Instruction ▸
Scale the answer coordinates in the material below by 0.45, rounding to whole numbers with halves going up, and give every line again, requests included, from the line containing "Would you mind pointing out the stone" through the end of the material, inclusive. Return only those lines.

Data provided ▸
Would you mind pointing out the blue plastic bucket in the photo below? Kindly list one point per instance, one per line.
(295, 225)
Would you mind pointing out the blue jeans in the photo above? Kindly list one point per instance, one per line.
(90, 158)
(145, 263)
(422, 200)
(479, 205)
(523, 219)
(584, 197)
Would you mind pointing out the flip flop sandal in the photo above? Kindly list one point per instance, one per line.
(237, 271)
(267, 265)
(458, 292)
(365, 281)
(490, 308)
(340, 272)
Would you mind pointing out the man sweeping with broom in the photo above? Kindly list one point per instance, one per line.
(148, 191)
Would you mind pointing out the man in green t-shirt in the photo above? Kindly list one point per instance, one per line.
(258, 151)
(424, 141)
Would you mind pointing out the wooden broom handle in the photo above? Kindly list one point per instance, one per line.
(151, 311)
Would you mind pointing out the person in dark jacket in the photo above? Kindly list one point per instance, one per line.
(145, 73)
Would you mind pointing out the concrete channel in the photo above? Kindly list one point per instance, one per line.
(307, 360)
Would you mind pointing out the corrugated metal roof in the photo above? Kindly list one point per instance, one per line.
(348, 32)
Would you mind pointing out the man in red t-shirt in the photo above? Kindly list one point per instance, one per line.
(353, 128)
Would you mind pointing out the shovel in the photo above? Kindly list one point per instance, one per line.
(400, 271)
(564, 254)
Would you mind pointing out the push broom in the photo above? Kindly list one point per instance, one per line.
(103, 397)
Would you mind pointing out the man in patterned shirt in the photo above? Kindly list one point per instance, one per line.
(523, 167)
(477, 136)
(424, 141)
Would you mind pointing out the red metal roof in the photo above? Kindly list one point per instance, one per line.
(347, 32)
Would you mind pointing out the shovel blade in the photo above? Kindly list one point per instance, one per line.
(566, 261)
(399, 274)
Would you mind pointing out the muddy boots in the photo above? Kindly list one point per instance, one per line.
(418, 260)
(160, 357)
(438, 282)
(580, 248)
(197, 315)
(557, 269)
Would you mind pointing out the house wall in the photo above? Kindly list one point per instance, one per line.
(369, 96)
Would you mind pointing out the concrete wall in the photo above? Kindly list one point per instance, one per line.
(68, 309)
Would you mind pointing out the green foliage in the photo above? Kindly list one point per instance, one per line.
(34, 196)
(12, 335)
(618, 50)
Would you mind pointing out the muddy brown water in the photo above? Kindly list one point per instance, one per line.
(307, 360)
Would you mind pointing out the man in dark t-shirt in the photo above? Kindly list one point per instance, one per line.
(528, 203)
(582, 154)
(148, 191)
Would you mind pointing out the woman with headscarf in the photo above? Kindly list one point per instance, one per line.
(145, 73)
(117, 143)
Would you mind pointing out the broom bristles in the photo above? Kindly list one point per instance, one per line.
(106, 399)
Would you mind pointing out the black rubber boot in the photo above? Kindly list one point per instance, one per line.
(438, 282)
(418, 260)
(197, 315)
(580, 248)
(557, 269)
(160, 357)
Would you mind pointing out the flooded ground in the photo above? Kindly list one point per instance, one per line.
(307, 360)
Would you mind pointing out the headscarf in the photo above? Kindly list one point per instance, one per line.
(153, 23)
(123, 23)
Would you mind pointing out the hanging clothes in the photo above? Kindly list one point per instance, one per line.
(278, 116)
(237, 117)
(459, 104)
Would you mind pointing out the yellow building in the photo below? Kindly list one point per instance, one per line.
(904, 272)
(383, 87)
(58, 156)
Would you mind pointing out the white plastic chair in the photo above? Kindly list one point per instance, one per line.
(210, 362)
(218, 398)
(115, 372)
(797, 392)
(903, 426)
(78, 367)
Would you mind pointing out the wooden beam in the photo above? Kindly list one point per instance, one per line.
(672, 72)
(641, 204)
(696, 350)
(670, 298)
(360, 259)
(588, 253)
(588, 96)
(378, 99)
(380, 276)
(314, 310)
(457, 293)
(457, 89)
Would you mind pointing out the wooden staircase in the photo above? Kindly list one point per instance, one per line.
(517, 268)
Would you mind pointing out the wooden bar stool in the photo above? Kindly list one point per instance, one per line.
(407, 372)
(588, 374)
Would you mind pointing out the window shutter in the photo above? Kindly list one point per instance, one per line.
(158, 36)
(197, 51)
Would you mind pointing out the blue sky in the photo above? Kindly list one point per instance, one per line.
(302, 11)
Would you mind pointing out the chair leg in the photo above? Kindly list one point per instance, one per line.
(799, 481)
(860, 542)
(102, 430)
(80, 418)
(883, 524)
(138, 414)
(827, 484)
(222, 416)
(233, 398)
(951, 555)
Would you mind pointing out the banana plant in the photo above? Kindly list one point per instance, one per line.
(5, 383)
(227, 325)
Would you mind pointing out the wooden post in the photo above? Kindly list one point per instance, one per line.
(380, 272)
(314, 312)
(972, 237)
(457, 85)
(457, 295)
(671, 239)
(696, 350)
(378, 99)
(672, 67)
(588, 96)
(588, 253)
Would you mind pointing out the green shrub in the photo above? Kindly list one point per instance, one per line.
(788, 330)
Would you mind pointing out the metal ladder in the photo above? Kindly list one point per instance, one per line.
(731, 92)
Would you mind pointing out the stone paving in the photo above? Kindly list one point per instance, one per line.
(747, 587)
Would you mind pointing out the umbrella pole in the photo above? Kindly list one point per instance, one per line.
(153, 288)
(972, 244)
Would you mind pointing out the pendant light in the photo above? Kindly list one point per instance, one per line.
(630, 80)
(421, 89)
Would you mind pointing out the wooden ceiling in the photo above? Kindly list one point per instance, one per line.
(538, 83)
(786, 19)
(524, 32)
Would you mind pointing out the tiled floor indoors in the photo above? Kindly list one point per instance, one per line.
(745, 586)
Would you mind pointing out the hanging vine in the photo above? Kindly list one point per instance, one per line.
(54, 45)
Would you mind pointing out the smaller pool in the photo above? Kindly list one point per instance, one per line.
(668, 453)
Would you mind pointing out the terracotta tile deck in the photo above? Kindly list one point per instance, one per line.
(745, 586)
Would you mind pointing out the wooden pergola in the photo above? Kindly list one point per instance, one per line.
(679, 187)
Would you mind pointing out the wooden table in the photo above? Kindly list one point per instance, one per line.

Task answer ▸
Would you mind pointing out the stone paving in the photo above? Kindly list one point per instance, one per line.
(336, 264)
Would you mind pointing out the umbrella pole in the photo above? Kindly list one point per instance, one per line.
(69, 130)
(437, 110)
Would you mind pointing out the pendant light in the photo above? Kindly list one point per instance, one per line.
(284, 36)
(189, 40)
Would you mind pointing out the wooden ceiling in the photo above? Kindly list one point per instance, one per line.
(242, 37)
(354, 9)
(236, 14)
Would you mind pointing out the tiled floor indoors in the photo above? Kindly list one point per instance, one per line.
(335, 264)
Would you mind pointing out the hanging vine in the photo above? Kindly list one point per instance, one per line.
(24, 20)
Would you mind pointing out the smaller pool in the photo above? Kindly list one point per instance, one per line.
(301, 204)
Would you mind pointing out the terracotta tile deck in the photo above? Kindly list one point per instance, one per line.
(335, 264)
Would you mind pointing out the wooden pergola in the photo above? Kindly list one point per instance, one per line.
(306, 84)
Would you mind pointing out the wooden table in the photo above? Kindly list one point per instance, one per line.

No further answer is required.